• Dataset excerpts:
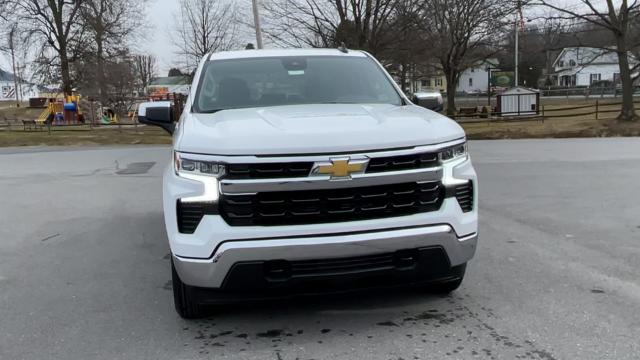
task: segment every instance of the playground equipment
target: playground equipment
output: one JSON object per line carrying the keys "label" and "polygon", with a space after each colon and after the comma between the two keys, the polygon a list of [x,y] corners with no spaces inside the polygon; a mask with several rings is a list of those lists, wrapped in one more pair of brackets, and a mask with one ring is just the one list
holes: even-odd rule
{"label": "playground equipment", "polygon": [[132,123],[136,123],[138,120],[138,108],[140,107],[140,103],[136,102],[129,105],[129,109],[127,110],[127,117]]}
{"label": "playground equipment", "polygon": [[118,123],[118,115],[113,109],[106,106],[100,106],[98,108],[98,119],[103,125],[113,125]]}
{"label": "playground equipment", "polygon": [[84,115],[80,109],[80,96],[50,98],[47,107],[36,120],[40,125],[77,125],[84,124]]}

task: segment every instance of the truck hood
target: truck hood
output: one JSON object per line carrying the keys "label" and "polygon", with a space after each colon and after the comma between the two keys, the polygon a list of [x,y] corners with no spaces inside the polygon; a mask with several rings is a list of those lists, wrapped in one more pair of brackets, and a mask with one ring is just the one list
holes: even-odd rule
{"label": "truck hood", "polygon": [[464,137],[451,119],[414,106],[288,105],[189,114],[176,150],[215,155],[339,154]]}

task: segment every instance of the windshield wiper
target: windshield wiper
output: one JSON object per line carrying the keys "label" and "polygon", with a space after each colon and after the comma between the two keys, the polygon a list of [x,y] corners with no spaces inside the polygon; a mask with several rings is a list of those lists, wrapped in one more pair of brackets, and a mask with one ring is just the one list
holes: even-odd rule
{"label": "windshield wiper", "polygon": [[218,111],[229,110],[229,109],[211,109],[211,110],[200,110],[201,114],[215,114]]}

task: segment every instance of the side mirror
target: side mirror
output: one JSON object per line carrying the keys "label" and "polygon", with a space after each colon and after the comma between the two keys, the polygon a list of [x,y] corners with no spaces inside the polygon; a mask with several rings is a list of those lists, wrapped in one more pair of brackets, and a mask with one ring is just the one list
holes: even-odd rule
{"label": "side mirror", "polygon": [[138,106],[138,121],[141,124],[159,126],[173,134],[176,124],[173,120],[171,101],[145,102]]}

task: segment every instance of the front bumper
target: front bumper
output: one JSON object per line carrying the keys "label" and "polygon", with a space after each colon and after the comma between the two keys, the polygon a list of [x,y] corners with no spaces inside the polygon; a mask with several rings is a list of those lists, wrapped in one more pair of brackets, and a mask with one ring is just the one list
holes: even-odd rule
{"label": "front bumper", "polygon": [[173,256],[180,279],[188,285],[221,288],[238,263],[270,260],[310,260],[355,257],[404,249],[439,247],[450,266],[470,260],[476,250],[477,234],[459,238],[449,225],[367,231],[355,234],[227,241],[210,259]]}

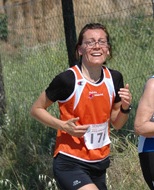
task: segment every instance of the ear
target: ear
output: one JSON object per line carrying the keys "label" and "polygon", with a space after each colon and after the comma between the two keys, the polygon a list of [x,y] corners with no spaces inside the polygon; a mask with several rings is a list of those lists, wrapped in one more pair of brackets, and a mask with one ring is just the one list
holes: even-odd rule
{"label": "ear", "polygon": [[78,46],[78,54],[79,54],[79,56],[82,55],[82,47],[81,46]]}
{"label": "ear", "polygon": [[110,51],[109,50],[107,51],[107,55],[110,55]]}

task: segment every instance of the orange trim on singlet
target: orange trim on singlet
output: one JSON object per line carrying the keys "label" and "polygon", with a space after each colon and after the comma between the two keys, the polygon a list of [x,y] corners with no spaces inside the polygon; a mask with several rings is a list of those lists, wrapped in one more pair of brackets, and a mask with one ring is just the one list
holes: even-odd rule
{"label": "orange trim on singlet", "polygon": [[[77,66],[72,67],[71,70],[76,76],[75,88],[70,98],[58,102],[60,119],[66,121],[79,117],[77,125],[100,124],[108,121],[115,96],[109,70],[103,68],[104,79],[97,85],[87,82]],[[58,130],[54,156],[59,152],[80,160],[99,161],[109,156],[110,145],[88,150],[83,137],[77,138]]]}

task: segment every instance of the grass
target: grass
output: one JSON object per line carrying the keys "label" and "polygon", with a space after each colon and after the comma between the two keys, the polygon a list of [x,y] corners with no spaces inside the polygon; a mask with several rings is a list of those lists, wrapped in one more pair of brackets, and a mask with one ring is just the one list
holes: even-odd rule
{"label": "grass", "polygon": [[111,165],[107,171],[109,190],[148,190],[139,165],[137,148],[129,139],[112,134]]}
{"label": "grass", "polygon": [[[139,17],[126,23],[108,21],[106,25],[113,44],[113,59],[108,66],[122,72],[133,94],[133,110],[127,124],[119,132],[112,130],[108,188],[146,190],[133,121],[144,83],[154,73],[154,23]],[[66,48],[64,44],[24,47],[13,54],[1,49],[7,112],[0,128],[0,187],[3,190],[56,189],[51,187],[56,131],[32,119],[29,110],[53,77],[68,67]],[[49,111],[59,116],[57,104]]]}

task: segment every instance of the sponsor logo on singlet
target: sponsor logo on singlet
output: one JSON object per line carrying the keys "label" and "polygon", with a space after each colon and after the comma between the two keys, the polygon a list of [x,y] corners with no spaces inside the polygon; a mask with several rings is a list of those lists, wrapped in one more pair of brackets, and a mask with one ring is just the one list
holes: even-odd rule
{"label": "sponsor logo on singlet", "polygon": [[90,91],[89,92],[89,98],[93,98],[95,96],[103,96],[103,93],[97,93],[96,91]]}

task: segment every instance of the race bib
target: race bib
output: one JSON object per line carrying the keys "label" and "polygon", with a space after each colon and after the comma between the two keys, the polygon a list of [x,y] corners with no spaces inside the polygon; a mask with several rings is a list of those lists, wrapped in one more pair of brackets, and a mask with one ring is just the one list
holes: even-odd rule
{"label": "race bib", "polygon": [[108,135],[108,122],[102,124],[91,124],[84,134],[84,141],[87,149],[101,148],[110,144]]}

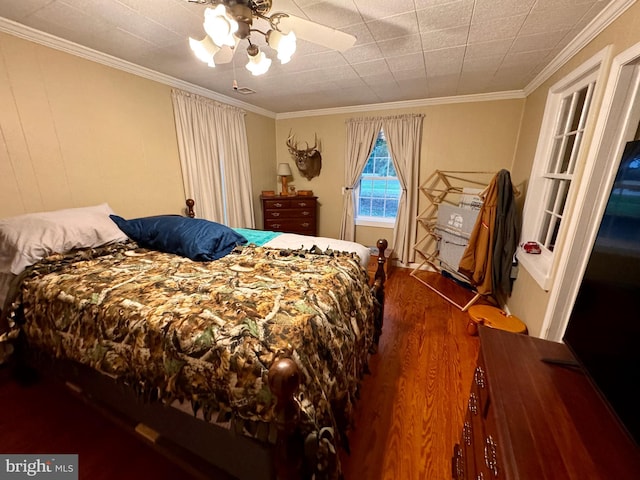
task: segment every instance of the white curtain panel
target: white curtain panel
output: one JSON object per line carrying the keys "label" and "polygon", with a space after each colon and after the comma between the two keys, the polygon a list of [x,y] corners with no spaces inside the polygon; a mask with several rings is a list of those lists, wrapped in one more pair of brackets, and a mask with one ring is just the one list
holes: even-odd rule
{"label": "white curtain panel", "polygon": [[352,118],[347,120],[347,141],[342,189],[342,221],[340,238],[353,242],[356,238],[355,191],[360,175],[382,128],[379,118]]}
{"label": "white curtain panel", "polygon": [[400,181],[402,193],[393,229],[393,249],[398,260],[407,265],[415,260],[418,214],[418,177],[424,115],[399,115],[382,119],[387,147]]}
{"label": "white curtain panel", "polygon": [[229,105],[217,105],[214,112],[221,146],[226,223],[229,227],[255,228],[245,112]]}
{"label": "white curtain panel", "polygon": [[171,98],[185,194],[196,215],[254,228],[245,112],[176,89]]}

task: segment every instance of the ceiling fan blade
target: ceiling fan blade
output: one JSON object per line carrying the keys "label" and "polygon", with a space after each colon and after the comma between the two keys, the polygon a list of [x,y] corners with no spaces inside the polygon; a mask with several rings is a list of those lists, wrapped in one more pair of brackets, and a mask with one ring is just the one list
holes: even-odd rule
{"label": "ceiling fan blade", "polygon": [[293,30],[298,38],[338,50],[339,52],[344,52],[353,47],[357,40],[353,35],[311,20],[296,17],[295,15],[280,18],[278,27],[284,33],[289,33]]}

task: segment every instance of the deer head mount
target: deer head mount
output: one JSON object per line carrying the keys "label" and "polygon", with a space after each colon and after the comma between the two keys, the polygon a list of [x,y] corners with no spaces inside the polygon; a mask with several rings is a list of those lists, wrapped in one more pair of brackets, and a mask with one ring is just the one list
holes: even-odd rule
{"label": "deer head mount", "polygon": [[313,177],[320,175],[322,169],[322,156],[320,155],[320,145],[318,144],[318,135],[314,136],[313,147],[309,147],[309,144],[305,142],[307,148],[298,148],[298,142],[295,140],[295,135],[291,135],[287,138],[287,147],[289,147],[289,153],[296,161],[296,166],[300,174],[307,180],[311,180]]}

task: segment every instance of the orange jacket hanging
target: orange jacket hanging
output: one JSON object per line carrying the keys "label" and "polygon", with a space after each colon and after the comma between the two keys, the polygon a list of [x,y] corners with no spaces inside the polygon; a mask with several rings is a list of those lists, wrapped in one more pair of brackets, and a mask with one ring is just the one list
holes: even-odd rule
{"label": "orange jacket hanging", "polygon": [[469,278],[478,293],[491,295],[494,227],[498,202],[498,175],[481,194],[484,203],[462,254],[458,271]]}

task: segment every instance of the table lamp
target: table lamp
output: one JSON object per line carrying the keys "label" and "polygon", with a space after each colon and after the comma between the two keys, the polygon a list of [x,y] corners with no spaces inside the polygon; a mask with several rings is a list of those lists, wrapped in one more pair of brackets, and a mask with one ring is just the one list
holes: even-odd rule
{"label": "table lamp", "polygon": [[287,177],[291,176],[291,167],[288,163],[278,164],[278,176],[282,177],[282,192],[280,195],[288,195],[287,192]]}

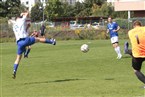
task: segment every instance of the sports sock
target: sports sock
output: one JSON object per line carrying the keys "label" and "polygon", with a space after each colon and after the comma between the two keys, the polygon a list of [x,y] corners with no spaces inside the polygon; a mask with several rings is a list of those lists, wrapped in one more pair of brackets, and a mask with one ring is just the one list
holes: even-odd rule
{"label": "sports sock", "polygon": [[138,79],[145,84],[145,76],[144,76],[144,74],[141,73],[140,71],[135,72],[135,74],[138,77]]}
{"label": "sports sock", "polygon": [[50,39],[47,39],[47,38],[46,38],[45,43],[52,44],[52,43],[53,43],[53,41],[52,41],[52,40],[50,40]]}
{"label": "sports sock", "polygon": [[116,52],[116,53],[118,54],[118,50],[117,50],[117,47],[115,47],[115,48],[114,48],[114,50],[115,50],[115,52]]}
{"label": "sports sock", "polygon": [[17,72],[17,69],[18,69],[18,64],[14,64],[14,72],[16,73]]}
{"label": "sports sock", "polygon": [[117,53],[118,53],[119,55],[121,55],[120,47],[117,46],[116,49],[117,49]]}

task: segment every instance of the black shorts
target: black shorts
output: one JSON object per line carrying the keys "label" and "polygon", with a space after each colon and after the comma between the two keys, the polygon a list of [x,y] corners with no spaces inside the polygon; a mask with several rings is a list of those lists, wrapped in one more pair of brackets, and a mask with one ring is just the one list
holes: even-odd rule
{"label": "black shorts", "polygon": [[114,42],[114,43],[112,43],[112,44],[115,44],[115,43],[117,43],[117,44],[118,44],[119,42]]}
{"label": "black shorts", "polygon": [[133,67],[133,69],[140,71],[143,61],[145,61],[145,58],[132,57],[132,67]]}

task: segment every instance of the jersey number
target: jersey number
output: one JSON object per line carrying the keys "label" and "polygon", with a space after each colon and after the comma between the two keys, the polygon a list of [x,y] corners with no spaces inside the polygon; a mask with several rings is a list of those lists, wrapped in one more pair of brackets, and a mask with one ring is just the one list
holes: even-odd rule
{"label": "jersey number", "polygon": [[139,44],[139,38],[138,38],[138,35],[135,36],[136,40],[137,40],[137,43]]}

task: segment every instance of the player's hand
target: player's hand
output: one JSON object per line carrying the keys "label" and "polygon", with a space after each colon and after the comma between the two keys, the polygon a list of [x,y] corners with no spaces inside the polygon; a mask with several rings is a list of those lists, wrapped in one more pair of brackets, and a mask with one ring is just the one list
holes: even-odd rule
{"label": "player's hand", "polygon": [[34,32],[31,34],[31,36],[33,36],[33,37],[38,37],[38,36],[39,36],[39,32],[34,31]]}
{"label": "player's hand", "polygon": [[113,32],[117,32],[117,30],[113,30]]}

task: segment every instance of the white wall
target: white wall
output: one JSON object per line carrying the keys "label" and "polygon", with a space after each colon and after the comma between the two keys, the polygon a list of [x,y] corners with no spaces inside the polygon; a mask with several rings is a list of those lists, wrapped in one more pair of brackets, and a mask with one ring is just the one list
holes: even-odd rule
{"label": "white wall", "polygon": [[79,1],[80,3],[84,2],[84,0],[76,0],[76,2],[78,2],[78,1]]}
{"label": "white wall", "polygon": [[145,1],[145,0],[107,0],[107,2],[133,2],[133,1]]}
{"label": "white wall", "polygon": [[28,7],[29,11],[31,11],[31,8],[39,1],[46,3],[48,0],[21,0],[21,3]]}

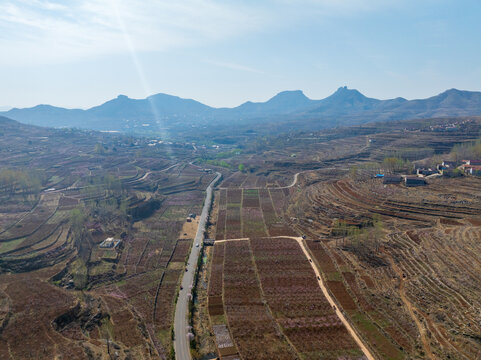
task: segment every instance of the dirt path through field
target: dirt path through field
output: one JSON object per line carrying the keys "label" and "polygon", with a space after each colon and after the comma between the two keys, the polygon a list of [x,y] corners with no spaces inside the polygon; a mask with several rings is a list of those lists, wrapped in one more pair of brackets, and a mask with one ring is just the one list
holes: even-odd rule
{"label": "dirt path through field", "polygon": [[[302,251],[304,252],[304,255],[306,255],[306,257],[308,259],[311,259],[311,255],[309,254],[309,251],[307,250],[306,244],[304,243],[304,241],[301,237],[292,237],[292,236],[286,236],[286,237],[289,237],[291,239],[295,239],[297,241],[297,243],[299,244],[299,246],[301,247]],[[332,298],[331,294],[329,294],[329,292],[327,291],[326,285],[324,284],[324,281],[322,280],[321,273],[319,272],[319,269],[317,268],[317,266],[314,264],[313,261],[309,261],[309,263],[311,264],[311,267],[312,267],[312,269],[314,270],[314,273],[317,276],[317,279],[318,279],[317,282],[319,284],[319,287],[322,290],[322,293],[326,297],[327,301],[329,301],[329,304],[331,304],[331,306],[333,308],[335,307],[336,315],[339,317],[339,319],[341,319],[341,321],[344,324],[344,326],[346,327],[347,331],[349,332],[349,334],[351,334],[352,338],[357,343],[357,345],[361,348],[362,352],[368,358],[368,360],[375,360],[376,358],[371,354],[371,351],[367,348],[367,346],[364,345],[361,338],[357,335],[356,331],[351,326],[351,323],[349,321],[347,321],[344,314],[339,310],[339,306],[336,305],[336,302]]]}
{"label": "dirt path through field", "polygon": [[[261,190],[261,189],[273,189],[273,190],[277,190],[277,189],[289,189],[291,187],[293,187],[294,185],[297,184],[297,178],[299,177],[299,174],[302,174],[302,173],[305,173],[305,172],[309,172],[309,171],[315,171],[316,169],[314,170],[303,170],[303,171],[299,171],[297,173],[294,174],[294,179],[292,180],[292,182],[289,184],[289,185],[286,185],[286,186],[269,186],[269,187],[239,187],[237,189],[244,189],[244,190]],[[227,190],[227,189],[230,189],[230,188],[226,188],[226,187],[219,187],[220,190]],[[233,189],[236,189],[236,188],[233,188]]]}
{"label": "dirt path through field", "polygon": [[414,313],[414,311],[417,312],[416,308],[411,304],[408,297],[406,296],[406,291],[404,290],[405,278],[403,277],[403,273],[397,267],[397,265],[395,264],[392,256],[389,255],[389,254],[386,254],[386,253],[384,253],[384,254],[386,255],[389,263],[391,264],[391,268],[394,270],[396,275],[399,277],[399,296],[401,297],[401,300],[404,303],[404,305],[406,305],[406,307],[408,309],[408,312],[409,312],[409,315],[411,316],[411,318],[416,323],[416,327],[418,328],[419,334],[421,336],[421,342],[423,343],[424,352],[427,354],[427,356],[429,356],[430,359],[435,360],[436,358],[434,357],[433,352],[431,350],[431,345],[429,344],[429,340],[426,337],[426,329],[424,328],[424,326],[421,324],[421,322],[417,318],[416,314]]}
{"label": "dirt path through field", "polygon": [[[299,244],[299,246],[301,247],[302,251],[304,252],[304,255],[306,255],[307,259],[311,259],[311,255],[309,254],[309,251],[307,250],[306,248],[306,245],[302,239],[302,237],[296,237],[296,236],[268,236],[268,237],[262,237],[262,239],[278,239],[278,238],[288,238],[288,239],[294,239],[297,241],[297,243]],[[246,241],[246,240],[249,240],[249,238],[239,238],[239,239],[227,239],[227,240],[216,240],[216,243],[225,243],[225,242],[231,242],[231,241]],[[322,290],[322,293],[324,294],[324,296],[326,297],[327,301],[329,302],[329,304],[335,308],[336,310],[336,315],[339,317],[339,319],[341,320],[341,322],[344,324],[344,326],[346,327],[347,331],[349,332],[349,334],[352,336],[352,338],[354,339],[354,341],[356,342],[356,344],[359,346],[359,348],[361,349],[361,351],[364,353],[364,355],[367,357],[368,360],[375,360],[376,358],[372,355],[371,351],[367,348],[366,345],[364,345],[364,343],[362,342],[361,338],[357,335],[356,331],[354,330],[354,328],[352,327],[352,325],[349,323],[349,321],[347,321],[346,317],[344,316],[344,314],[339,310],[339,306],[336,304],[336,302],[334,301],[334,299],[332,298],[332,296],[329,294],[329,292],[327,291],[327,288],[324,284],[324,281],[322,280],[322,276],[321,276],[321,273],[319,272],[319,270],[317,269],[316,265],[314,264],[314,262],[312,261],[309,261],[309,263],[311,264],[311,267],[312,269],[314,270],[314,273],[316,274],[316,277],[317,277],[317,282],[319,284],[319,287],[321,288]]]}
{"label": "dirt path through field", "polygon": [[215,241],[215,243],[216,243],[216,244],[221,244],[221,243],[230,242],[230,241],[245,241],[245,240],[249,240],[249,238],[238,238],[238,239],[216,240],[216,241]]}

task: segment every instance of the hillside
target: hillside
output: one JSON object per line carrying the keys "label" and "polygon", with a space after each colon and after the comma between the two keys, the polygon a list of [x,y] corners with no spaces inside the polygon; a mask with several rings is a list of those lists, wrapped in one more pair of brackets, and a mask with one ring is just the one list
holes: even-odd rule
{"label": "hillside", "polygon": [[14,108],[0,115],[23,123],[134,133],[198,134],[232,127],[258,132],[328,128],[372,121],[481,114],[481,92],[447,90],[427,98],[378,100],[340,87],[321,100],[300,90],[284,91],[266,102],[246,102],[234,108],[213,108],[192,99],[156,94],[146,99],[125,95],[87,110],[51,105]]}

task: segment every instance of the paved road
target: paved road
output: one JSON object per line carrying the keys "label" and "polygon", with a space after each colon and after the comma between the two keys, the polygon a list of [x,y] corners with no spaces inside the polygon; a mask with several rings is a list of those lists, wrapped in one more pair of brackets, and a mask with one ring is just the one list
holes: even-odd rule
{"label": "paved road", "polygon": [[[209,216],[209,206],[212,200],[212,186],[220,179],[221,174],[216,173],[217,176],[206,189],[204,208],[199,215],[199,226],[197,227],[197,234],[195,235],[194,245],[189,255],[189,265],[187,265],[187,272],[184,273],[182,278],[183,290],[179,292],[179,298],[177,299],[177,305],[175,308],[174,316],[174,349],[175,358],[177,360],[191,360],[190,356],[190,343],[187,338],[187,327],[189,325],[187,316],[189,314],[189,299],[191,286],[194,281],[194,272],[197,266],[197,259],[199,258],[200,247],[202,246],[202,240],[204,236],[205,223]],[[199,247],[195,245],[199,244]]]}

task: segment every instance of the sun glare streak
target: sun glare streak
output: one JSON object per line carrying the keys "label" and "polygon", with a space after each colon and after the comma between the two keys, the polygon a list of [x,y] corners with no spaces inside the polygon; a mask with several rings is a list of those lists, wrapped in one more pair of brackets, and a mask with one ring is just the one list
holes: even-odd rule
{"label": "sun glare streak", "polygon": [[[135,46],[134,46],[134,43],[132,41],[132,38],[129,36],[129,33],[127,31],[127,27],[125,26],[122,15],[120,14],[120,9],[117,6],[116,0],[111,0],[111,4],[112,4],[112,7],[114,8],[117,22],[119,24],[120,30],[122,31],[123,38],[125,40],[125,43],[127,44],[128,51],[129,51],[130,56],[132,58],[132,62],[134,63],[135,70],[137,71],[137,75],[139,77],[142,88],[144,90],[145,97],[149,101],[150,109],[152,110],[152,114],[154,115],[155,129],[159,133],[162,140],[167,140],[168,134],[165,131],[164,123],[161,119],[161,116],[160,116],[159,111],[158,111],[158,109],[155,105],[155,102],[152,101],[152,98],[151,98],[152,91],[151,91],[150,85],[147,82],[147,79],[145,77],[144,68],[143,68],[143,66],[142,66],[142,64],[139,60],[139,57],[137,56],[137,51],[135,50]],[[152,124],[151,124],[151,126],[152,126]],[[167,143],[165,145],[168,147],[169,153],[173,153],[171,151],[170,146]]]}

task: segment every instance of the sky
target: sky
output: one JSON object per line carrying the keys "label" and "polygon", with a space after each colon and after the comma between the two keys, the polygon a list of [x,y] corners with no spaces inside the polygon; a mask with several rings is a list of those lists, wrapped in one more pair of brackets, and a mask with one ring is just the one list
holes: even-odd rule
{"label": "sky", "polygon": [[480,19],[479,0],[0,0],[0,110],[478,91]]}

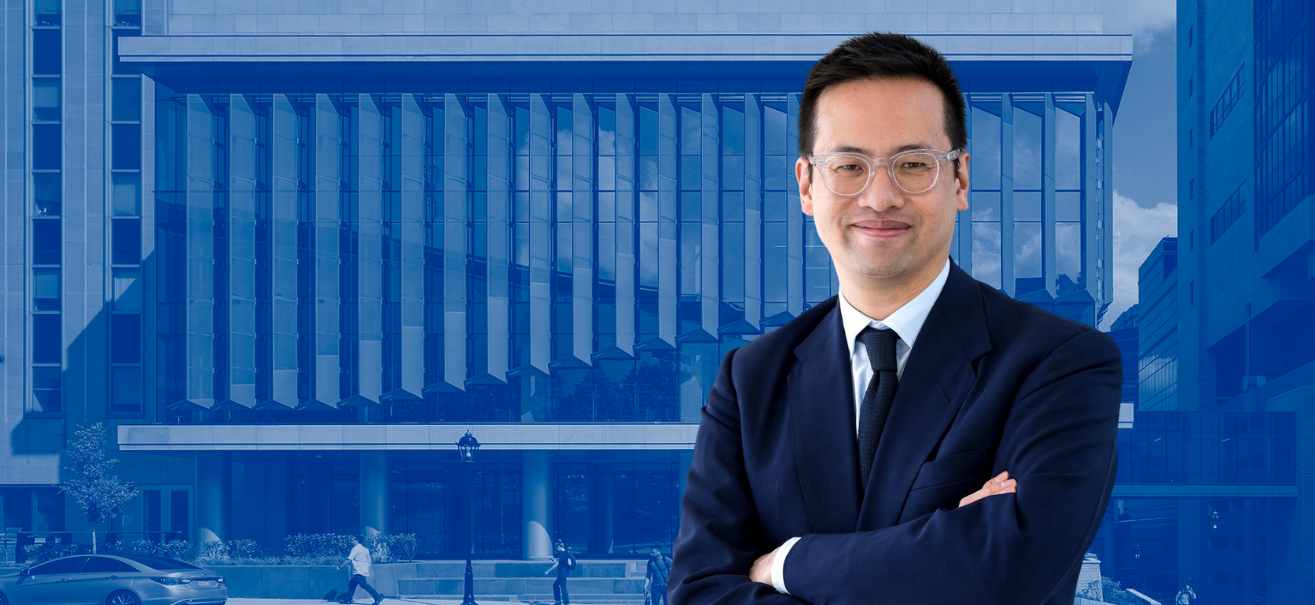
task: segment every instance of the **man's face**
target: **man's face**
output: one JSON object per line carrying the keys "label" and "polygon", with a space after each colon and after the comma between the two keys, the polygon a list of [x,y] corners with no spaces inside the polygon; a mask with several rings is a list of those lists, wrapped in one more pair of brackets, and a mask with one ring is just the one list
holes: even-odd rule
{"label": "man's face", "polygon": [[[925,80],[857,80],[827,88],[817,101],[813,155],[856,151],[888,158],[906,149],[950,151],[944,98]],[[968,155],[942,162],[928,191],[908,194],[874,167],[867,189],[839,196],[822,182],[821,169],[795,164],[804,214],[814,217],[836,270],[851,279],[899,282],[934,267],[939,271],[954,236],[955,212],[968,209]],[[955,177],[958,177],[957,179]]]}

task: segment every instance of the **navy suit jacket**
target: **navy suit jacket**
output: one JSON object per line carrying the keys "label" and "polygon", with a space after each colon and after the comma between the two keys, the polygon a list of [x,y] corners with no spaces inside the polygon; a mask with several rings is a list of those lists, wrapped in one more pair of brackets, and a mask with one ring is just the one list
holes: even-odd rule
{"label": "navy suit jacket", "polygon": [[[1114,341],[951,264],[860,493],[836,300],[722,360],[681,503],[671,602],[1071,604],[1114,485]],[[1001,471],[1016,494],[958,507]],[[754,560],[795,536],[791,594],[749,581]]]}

• AIM OF THE TASK: Look above for the line with "target: playground equipment" and the line with "target: truck hood"; transcribe both and all lines in between, exactly, and nothing else.

• WRITTEN ANSWER:
target: playground equipment
output: one JSON object per line carrying the keys "label" and "polygon", with a space after each colon and after the comma between the two keys, the polygon a list of [x,y] corners with no spaces inside the polygon; a mask with several rings is a list of those lists, wrapped in one more pair of brackets, and a mask with one ring is just the one list
holes: even-odd rule
{"label": "playground equipment", "polygon": [[132,123],[136,123],[138,120],[138,108],[140,107],[140,103],[136,102],[129,105],[129,109],[127,110],[127,117]]}
{"label": "playground equipment", "polygon": [[118,123],[118,115],[113,109],[106,106],[100,106],[98,108],[98,119],[103,125],[113,125]]}
{"label": "playground equipment", "polygon": [[84,115],[80,109],[80,96],[50,98],[47,107],[36,120],[40,125],[77,125],[84,124]]}

task: segment every instance of the truck hood
target: truck hood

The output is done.